- _SOURCE PASSAGE_:
2. ADULT CARDIOMYOCYTES.
3. SKELETAL MYOBLASTS (SATELLITE CELLS).
4. SMOOTH MUSCULAR CELLS.
5. BONE MARROW STROMAL CELLS.
6. UNDIFFERENTIATED BLOOD CELLS.
7. CELL LINES (this approach can be related with oncogenic risks).

   Cellular cardiomyoplasty research is at a developing stage in our institution. The main questions are how satellite cells integrate into myocardial tissue and whether the cells can provide an improvement in contractile force.

   Fetal cardiomyocytes have been successfully grafted into the myocardium, but their use raises immunological, ethical and availability problems. There are two major disadvantages in using these cells: 1) the availability of embryonic (or fetal) tissue is limited. 2) an immunosuppressive treatment is required after implantation of cardiomyocytes.

   An alternative strategy to increase the amount of contractile tissue in the infarcted myocardium is transplantation of skeletal muscle cells. Satellite cells or myoblasts can be obtained in large quantities, the implantation of these autologous cells does not cause any immunological rejection problems. Differently from myocardial muscle, the cells of skeletal muscle are able to regenerate after injury because of the presence of satellite cells. These cells are a morphologically undifferentiated cells that lie dormant between the plasma membrane and basal lamina of mature skeletal muscle, when activated by appropriate stimuli, satellite cells, proliferate and differentiate into new skeletal muscle fibers. In addition, skeletal muscle are more resistant to ischemia than cardiac myocytes. These skeletal myoblast can survive and make stable grafts in the myocardium. Our experimental work demonstrated that skeletal myoblasts transplantation improves the function of failing hearts.

- _REQUIRED ACTIONS_:
1) Rewrite the section of the cardiomyoplasty passage that opens with the words "5. BONE MARROW" and closes with "in contractile force.", swapping "institution" for "department".
2) List every cell type in the numbered list of the cardiomyoplasty passage.
These lines have no connection to the cardiomyoplasty passage.

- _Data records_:
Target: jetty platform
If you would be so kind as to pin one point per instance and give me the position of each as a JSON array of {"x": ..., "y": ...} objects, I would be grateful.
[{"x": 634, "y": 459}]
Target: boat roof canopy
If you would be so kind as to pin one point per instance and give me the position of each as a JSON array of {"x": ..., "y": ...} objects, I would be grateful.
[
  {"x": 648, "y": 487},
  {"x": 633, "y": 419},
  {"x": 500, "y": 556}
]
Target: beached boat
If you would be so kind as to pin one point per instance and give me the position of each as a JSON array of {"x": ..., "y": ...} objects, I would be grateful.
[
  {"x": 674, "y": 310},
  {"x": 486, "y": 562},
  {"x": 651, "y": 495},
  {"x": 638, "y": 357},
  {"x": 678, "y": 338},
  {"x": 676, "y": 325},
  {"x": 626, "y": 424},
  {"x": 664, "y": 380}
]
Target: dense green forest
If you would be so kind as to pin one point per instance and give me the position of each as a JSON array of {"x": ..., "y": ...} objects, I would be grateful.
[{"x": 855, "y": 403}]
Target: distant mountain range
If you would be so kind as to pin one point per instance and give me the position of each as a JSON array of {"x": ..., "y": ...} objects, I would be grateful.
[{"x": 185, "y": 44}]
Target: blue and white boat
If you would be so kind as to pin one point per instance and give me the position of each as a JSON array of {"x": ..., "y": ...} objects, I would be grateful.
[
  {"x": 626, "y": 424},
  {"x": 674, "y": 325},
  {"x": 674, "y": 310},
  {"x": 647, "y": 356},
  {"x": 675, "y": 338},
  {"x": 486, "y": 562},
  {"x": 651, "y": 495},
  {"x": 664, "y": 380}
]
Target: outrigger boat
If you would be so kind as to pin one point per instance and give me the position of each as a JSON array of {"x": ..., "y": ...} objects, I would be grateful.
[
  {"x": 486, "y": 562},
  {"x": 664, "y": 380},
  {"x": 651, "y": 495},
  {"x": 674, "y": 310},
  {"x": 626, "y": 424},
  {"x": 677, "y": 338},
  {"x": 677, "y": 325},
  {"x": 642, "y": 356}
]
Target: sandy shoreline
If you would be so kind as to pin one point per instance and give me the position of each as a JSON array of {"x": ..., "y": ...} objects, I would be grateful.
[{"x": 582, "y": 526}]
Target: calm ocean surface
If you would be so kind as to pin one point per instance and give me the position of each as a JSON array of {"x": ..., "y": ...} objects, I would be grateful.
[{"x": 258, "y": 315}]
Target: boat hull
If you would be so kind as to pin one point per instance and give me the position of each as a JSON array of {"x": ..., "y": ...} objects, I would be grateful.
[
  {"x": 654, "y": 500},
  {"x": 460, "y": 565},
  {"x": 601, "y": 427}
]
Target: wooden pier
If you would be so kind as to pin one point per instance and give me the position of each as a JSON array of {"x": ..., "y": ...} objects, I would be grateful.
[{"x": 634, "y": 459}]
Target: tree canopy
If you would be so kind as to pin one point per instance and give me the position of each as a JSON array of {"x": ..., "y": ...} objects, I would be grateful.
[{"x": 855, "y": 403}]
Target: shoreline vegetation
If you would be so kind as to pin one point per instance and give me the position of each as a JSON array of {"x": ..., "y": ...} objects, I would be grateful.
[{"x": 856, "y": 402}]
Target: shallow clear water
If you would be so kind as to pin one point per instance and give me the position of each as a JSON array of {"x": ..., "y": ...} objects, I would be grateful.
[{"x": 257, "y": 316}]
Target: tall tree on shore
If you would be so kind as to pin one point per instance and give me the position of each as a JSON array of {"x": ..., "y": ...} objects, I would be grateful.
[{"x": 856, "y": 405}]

- _TASK-BY-TASK RESULTS_:
1)
5. BONE MARROW STROMAL CELLS.
6. UNDIFFERENTIATED BLOOD CELLS.
7. CELL LINES (this approach can be related with oncogenic risks).

   Cellular cardiomyoplasty research is at a developing stage in our department. The main questions are how satellite cells integrate into myocardial tissue and whether the cells can provide an improvement in contractile force.

2)
- Adult cardiomyocytes
- Skeletal myoblasts (satellite cells)
- Smooth muscular cells
- Bone marrow stromal cells
- Undifferentiated blood cells
- Cell lines